> WHAT IS REQUIRED: Pick up the mailing-list reply about the libiscsi task-list locking patch and continue it from where it stops.

Re: [PATCH] libiscsi: add lock around task lists to fix list corruption regression

2017-02-23 Thread Martin K. Petersen
> "Chris" == Chris Leech  writes:

Chris> There's a rather long standing regression from commit 659743b
Chris> [SCSI] libiscsi: Reduce locking contention in fast path

Chris> Depending on iSCSI target behavior, it's possible to hit the case
Chris> in iscsi_complete_task where the task is still on a pending list
Chris> (!list_empty(&task->running)).  When that happens the task is
Chris> removed from the list while holding the session back_lock, but
Chris> other task list modification occur under the frwd_lock.  That
Chris> leads to linked list corruption and eventually a panicked system.

Chris> Rather than back out the session lock split entirely, in order to
Chris> try and keep some of the performance gains this patch adds
Chris> another lock to maintain the task lists integrity.

Chris> Major enterprise supported kernels have been backing out the lock
Chris> split for while now, thanks to the efforts at IBM where a lab
Chris> setup has the most reliable reproducer I've seen on this issue.
Chris> This patch has been tested there successfully.

> DATASET SECTION:
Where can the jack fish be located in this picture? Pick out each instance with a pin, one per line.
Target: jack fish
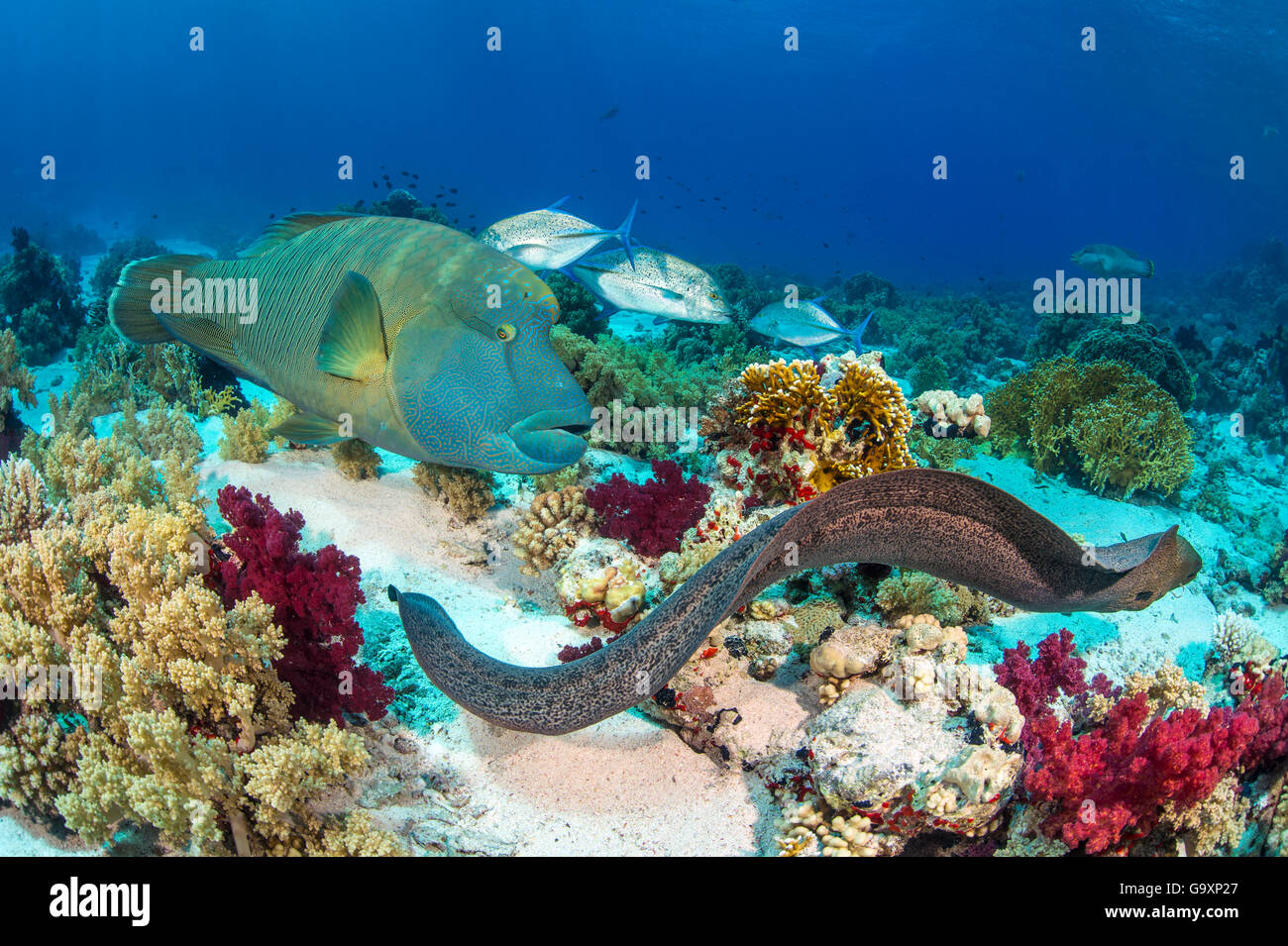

> FINAL ANSWER:
Reviews, please!

-- 
Martin K. Petersen  Oracle Linux Engineering


[PATCH] libiscsi: add lock around task lists to fix list corruption regression

2017-02-21 Thread Chris Leech
There's a rather long standing regression from commit
659743b [SCSI] libiscsi: Reduce locking contention in fast path

Depending on iSCSI target behavior, it's possible to hit the case in
iscsi_complete_task where the task is still on a pending list
(!list_empty(&task->running)).  When that happens the task is removed
from the list while holding the session back_lock, but other task list
modification occur under the frwd_lock.  That leads to linked list
corruption and eventually a panicked system.

Rather than back out the session lock split entirely, in order to try
and keep some of the performance gains this patch adds another lock to
maintain the task lists integrity.

Major enterprise supported kernels have been backing out the lock split
for while now, thanks to the efforts at IBM where a lab setup has the
most reliable reproducer I've seen on this issue.  This patch has been
tested there successfully.

Signed-off-by: Chris Leech 
---
 drivers/scsi/libiscsi.c | 26 +-
 include/scsi/libiscsi.h |  1 +
 2 files changed, 26 insertions(+), 1 deletion(-)

diff --git a/drivers/scsi/libiscsi.c b/drivers/scsi/libiscsi.c
index 834d121..acb5ef3 100644
--- a/drivers/scsi/libiscsi.c
+++ b/drivers/scsi/libiscsi.c
@@ -560,8 +560,12 @@ static void iscsi_complete_task(struct iscsi_task *task, 
int state)
WARN_ON_ONCE(task->state == ISCSI_TASK_FREE);
task->state = state;
 
-   if (!list_empty(&task->running))
+   spin_lock_bh(&conn->taskqueuelock);
+   if (!list_empty(&task->running)) {
+   WARN_ONCE(1, "iscsi_complete_task while task on list");
list_del_init(&task->running);
+   }
+   spin_unlock_bh(&conn->taskqueuelock);
 
if (conn->task == task)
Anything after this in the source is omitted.